━━━ TEXTAUSZUG

Schweiz: Gesamtnotfallübung 2022 zur Bewältigung eines fiktiven Unfalls im Kernkraftwerk Leibstadt erfolgreich abgeschlossen

Vom 27. bis 29. September haben zahlreiche Organisationen des Bevölkerungsschutzes in der Gesamtnotfallübung 2022 die Bewältigung eines Unfalls im Kernkraftwerk Leibstadt geübt. Ein Fokus der Übung lag auf der Zusammenarbeit zwischen den beteiligten Stellen. Das erste Übungsfazit ist positiv.

29. Sep. 2022
Armeetransport von Material
Die Betreiber der Schweizer Kernkraftwerke haben im aargauischen Reitnau ein zentrales Lager mit Notfallmaterial eingerichtet – in einem ehemaligen Munitionsdepot der Schweizer Armee. Am Dienstag, 27. September 2022, wurde auch der Transport von Notfallmaterial wie Generatoren und Pumpen per Helikopter und Lastwagen der Armee zwischen dem Kernkraftwerk Leibstadt und dem Lager in Reitnau geübt.
Quelle: Bundesamt für Bevölkerungsschutz

Das Bundesamt für Bevölkerungsschutz (Babs) führt in der Regel alle zwei Jahre abwechselnd mit einem der drei Schweizer Kernkraftwerke eine Gesamtnotfallübung durch. Diese dient der Überprüfung des Notfallschutzes der Kernkraftwerke. In der Übung, die vom 27. bis 29. September 2022 stattfand, trainierten gemäss Babs die für den Notfallschutz zuständigen Organisationen gemeinsam ihre Zusammenarbeit bei einem simulierten, schweren Unfall im Kernkraftwerk Leibstadt.

━━━━━━
━━━ MATERIAL

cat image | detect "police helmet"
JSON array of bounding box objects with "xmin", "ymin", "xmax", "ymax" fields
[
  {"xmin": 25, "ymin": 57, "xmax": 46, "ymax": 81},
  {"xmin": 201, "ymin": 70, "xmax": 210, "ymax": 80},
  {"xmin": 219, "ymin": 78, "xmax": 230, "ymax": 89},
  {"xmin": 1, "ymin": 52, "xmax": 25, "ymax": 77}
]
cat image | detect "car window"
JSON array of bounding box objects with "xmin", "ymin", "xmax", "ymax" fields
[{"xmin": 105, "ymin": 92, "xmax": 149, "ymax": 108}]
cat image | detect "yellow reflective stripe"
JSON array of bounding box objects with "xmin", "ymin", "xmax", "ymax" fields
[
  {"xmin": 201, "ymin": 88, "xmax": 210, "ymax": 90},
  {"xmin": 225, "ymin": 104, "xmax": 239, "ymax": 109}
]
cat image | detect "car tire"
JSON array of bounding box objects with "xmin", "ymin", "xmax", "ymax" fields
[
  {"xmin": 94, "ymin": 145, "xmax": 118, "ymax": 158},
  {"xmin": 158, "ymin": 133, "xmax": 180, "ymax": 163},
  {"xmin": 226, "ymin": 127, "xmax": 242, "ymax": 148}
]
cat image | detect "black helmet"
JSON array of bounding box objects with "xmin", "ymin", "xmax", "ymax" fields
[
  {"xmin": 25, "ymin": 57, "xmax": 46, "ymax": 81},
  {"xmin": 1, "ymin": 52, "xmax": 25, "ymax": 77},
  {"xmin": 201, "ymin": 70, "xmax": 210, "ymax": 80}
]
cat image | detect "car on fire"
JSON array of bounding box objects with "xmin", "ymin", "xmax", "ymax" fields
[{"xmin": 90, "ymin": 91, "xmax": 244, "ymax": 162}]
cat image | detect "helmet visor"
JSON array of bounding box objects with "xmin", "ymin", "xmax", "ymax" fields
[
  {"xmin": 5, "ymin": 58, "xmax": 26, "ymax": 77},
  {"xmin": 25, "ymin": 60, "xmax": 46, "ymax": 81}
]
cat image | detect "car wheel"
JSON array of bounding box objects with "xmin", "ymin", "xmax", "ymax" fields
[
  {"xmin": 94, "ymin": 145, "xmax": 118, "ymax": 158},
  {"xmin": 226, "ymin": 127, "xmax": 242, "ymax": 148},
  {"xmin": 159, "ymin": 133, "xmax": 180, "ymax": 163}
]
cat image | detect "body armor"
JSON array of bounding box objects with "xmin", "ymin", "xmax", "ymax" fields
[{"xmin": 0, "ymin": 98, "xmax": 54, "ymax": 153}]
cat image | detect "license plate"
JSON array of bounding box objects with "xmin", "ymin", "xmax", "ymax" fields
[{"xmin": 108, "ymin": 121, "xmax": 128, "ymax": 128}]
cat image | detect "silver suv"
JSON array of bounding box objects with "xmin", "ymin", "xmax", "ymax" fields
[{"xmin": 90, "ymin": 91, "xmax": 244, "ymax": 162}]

━━━━━━

Schreib aus dem Text zur Gesamtnotfallübung den Abschnitt neu, der mit den Worten „Schweiz: Gesamtnotfallübung 2022“ beginnt und mit „Übungsfazit ist positiv.“ endet, und setze dabei „Kraftwerk“ anstelle von „Kernkraftwerk Leibstadt“. Die Einträge haben mit dem Text nichts zu tun.

→ **LÖSUNG**
Schweiz: Gesamtnotfallübung 2022 zur Bewältigung eines fiktiven Unfalls im Kraftwerk erfolgreich abgeschlossen

Vom 27. bis 29. September haben zahlreiche Organisationen des Bevölkerungsschutzes in der Gesamtnotfallübung 2022 die Bewältigung eines Unfalls im Kraftwerk geübt. Ein Fokus der Übung lag auf der Zusammenarbeit zwischen den beteiligten Stellen. Das erste Übungsfazit ist positiv.